## INFORMATION GIVEN
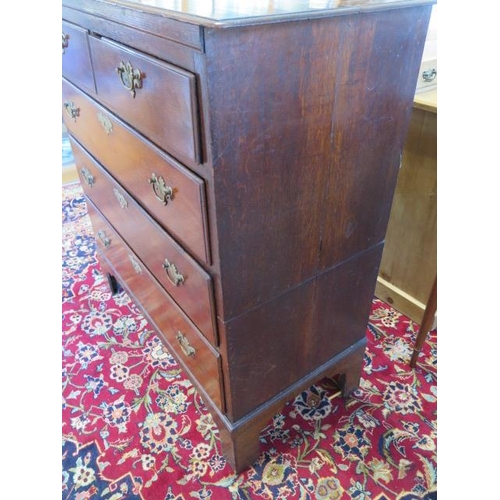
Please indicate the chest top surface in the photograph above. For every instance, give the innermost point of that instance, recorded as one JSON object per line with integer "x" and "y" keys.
{"x": 228, "y": 13}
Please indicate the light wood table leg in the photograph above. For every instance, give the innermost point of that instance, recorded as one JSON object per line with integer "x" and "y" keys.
{"x": 425, "y": 326}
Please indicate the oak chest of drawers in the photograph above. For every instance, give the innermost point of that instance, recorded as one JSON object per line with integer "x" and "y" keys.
{"x": 239, "y": 165}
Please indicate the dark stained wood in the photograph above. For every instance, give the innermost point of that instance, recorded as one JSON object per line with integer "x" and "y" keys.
{"x": 171, "y": 29}
{"x": 204, "y": 363}
{"x": 271, "y": 99}
{"x": 305, "y": 160}
{"x": 371, "y": 115}
{"x": 165, "y": 108}
{"x": 76, "y": 63}
{"x": 236, "y": 14}
{"x": 316, "y": 321}
{"x": 180, "y": 55}
{"x": 152, "y": 245}
{"x": 131, "y": 160}
{"x": 296, "y": 129}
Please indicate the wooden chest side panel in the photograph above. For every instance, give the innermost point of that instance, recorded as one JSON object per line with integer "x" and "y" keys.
{"x": 275, "y": 345}
{"x": 307, "y": 123}
{"x": 380, "y": 57}
{"x": 270, "y": 92}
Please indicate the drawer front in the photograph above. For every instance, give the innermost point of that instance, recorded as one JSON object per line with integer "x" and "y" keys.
{"x": 142, "y": 169}
{"x": 186, "y": 282}
{"x": 197, "y": 356}
{"x": 158, "y": 99}
{"x": 76, "y": 63}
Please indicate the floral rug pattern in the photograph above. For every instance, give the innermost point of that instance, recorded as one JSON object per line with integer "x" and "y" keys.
{"x": 133, "y": 427}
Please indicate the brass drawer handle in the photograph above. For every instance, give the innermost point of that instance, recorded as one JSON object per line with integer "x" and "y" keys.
{"x": 87, "y": 176}
{"x": 131, "y": 78}
{"x": 105, "y": 122}
{"x": 65, "y": 41}
{"x": 173, "y": 274}
{"x": 163, "y": 192}
{"x": 104, "y": 239}
{"x": 186, "y": 347}
{"x": 121, "y": 199}
{"x": 72, "y": 110}
{"x": 135, "y": 264}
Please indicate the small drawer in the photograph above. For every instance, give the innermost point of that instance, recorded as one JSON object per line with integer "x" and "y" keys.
{"x": 181, "y": 276}
{"x": 190, "y": 348}
{"x": 76, "y": 62}
{"x": 142, "y": 169}
{"x": 158, "y": 99}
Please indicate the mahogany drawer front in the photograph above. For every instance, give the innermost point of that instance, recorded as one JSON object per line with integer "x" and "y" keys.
{"x": 181, "y": 276}
{"x": 196, "y": 355}
{"x": 76, "y": 62}
{"x": 141, "y": 167}
{"x": 163, "y": 106}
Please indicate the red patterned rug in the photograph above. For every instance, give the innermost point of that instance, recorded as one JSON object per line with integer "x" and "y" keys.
{"x": 133, "y": 426}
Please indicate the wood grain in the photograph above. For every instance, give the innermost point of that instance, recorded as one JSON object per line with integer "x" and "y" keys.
{"x": 131, "y": 159}
{"x": 152, "y": 244}
{"x": 165, "y": 108}
{"x": 204, "y": 363}
{"x": 409, "y": 261}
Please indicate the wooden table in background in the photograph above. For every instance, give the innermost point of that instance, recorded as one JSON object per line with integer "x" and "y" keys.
{"x": 408, "y": 266}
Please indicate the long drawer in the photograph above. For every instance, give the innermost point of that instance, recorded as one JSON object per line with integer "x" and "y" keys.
{"x": 159, "y": 99}
{"x": 76, "y": 62}
{"x": 197, "y": 356}
{"x": 171, "y": 193}
{"x": 181, "y": 276}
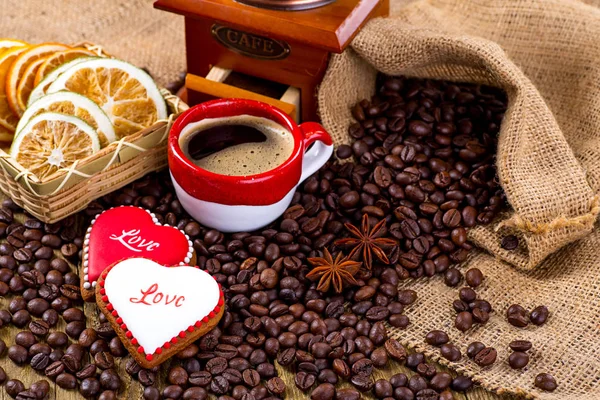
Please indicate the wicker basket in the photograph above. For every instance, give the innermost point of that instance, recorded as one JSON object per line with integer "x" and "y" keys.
{"x": 72, "y": 189}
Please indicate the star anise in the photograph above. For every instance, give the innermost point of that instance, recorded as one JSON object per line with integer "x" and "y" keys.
{"x": 367, "y": 241}
{"x": 339, "y": 272}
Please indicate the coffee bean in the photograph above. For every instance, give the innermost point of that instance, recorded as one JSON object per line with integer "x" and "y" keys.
{"x": 151, "y": 393}
{"x": 13, "y": 387}
{"x": 40, "y": 361}
{"x": 485, "y": 357}
{"x": 347, "y": 394}
{"x": 545, "y": 382}
{"x": 54, "y": 369}
{"x": 377, "y": 313}
{"x": 437, "y": 338}
{"x": 452, "y": 277}
{"x": 146, "y": 378}
{"x": 72, "y": 363}
{"x": 87, "y": 371}
{"x": 518, "y": 360}
{"x": 395, "y": 350}
{"x": 520, "y": 345}
{"x": 461, "y": 383}
{"x": 216, "y": 365}
{"x": 304, "y": 380}
{"x": 517, "y": 316}
{"x": 467, "y": 294}
{"x": 195, "y": 393}
{"x": 509, "y": 242}
{"x": 251, "y": 377}
{"x": 324, "y": 391}
{"x": 474, "y": 277}
{"x": 362, "y": 382}
{"x": 463, "y": 321}
{"x": 441, "y": 381}
{"x": 407, "y": 296}
{"x": 89, "y": 387}
{"x": 539, "y": 315}
{"x": 67, "y": 381}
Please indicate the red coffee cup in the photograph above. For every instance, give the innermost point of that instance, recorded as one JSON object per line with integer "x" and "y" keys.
{"x": 244, "y": 203}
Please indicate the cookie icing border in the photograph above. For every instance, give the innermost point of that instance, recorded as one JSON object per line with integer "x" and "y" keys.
{"x": 175, "y": 339}
{"x": 84, "y": 262}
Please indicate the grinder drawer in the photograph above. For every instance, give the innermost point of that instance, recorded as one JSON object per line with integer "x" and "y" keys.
{"x": 223, "y": 83}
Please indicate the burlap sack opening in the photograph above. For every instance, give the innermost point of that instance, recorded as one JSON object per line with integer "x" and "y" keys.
{"x": 546, "y": 55}
{"x": 552, "y": 202}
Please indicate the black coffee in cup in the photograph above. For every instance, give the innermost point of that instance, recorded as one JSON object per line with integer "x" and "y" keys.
{"x": 239, "y": 146}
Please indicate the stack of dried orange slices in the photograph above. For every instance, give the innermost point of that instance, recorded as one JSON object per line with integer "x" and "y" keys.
{"x": 60, "y": 104}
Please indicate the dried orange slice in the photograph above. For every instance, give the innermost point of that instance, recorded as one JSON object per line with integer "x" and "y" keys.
{"x": 7, "y": 119}
{"x": 70, "y": 103}
{"x": 5, "y": 135}
{"x": 17, "y": 71}
{"x": 6, "y": 44}
{"x": 127, "y": 94}
{"x": 26, "y": 83}
{"x": 58, "y": 59}
{"x": 52, "y": 141}
{"x": 40, "y": 90}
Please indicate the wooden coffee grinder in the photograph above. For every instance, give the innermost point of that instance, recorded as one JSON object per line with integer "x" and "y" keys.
{"x": 274, "y": 51}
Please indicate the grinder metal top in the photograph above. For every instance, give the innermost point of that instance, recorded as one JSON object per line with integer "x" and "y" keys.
{"x": 287, "y": 5}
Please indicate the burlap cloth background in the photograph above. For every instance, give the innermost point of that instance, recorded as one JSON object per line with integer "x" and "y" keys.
{"x": 545, "y": 54}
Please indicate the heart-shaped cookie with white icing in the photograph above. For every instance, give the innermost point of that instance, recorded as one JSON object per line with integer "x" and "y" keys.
{"x": 157, "y": 311}
{"x": 125, "y": 232}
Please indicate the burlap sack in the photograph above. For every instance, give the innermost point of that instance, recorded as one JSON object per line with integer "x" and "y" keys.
{"x": 545, "y": 54}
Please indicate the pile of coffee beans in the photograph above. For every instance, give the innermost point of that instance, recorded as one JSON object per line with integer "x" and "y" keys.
{"x": 425, "y": 152}
{"x": 518, "y": 316}
{"x": 423, "y": 155}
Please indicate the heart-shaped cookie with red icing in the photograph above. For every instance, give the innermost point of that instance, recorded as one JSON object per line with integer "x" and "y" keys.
{"x": 157, "y": 311}
{"x": 125, "y": 232}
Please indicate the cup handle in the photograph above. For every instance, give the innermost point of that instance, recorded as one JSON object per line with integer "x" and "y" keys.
{"x": 319, "y": 153}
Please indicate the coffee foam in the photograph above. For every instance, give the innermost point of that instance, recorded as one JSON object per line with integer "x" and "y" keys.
{"x": 246, "y": 158}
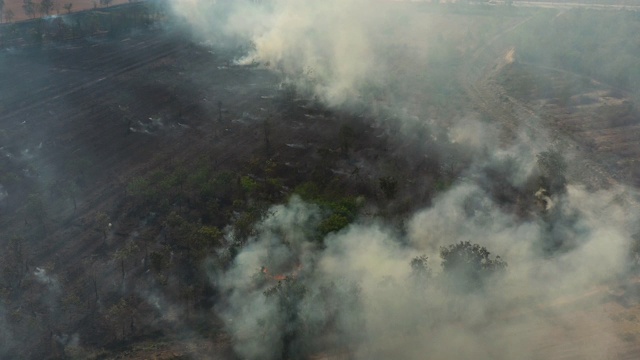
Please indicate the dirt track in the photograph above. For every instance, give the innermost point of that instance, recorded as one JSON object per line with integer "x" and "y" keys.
{"x": 565, "y": 338}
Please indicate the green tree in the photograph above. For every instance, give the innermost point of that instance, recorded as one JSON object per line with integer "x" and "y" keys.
{"x": 29, "y": 8}
{"x": 468, "y": 265}
{"x": 45, "y": 7}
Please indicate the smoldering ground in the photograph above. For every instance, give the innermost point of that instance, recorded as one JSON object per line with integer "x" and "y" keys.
{"x": 288, "y": 295}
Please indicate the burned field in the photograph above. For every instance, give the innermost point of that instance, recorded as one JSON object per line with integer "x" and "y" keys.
{"x": 197, "y": 194}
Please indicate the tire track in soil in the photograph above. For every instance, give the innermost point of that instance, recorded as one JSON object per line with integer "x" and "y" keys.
{"x": 513, "y": 116}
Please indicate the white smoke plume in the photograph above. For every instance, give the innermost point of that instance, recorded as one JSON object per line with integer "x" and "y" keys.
{"x": 287, "y": 296}
{"x": 336, "y": 50}
{"x": 359, "y": 294}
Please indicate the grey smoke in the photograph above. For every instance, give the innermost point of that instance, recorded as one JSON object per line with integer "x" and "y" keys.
{"x": 359, "y": 294}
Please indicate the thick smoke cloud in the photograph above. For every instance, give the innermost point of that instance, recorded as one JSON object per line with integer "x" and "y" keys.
{"x": 361, "y": 295}
{"x": 285, "y": 295}
{"x": 335, "y": 50}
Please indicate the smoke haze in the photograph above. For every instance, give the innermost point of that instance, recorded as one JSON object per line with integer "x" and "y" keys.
{"x": 285, "y": 295}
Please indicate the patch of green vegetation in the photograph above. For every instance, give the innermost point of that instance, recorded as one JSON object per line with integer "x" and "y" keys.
{"x": 340, "y": 211}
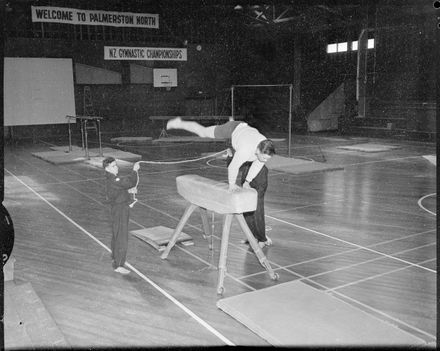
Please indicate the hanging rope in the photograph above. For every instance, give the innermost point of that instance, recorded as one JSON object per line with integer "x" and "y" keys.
{"x": 134, "y": 189}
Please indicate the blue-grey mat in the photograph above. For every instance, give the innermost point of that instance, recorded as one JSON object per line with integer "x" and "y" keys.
{"x": 296, "y": 314}
{"x": 298, "y": 166}
{"x": 369, "y": 147}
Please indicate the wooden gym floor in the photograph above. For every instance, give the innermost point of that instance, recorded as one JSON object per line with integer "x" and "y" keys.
{"x": 366, "y": 234}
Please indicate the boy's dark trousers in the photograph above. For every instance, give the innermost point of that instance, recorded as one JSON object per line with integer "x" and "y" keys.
{"x": 255, "y": 220}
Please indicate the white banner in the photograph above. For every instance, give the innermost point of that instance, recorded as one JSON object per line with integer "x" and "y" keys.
{"x": 94, "y": 17}
{"x": 144, "y": 53}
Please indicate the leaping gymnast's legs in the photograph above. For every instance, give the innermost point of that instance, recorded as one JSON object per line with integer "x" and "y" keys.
{"x": 193, "y": 127}
{"x": 222, "y": 131}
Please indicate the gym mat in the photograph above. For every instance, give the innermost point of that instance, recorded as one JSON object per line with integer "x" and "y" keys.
{"x": 132, "y": 140}
{"x": 62, "y": 155}
{"x": 27, "y": 322}
{"x": 431, "y": 158}
{"x": 298, "y": 166}
{"x": 180, "y": 139}
{"x": 368, "y": 147}
{"x": 159, "y": 236}
{"x": 296, "y": 314}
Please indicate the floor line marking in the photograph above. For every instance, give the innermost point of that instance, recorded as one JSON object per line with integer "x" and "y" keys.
{"x": 166, "y": 294}
{"x": 363, "y": 262}
{"x": 287, "y": 267}
{"x": 369, "y": 278}
{"x": 423, "y": 207}
{"x": 387, "y": 316}
{"x": 350, "y": 243}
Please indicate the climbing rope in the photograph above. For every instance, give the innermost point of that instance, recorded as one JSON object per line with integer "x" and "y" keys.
{"x": 134, "y": 189}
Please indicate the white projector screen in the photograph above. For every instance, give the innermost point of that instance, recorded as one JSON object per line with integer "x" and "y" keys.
{"x": 37, "y": 91}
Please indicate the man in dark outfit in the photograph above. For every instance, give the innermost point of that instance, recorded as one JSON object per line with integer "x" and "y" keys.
{"x": 252, "y": 151}
{"x": 119, "y": 199}
{"x": 255, "y": 220}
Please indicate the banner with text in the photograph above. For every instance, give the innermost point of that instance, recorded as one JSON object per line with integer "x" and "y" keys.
{"x": 94, "y": 18}
{"x": 144, "y": 53}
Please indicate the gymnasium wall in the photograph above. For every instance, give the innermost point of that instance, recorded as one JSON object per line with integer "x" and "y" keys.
{"x": 127, "y": 106}
{"x": 401, "y": 76}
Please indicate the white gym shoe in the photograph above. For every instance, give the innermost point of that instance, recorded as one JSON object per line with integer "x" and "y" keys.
{"x": 174, "y": 123}
{"x": 122, "y": 270}
{"x": 268, "y": 241}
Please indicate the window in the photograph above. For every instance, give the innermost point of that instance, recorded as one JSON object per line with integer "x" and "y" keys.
{"x": 342, "y": 47}
{"x": 331, "y": 48}
{"x": 370, "y": 45}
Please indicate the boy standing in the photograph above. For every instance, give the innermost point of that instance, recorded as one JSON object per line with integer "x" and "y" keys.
{"x": 119, "y": 199}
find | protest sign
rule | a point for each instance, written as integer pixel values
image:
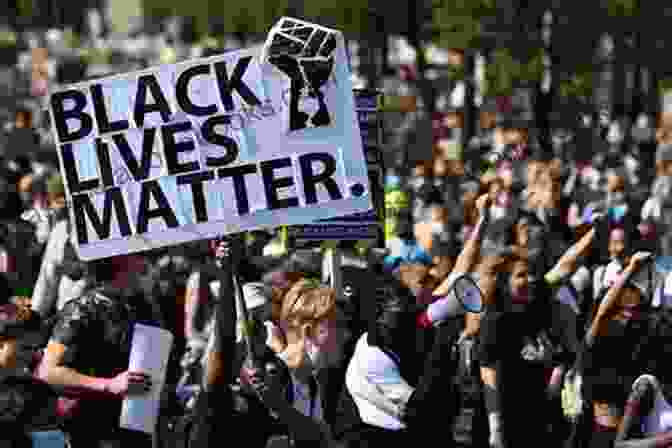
(150, 352)
(250, 139)
(366, 225)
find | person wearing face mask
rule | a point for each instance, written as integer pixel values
(27, 406)
(248, 391)
(612, 356)
(393, 390)
(605, 275)
(615, 202)
(57, 281)
(93, 386)
(656, 216)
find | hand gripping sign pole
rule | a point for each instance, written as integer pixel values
(236, 247)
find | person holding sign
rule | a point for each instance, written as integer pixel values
(248, 388)
(88, 356)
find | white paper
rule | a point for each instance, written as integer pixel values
(255, 119)
(149, 353)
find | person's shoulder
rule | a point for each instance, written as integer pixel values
(87, 305)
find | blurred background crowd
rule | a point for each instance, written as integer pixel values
(554, 107)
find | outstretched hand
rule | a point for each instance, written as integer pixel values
(228, 250)
(639, 259)
(483, 204)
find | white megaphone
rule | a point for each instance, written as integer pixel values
(464, 296)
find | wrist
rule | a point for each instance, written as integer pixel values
(495, 422)
(101, 386)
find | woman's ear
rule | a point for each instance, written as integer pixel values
(306, 331)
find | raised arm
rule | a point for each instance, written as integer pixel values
(472, 248)
(220, 370)
(639, 405)
(567, 264)
(613, 295)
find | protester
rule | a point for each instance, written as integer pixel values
(99, 321)
(27, 405)
(257, 408)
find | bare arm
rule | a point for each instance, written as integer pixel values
(219, 371)
(472, 248)
(568, 262)
(71, 382)
(640, 403)
(612, 297)
(45, 293)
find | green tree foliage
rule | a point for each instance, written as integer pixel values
(460, 23)
(355, 17)
(249, 17)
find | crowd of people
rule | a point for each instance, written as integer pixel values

## AIM OF THE EXERCISE
In the entries above, find the line that contains "Please indicate the boy standing" and the line that contains "find | person wearing face mask". Reproduce exactly those two lines and every line between them, but not the pictures.

## EXPECTED ANSWER
Please indicate the boy standing in the photograph above. For every instance, give the innermost point of that instance, recorded as one JSON object per line with integer "x" and "y" keys.
{"x": 119, "y": 199}
find | protest sign
rule | a point for each instance, written as integer pixel values
image:
(150, 352)
(250, 139)
(366, 225)
find | person wearing face mask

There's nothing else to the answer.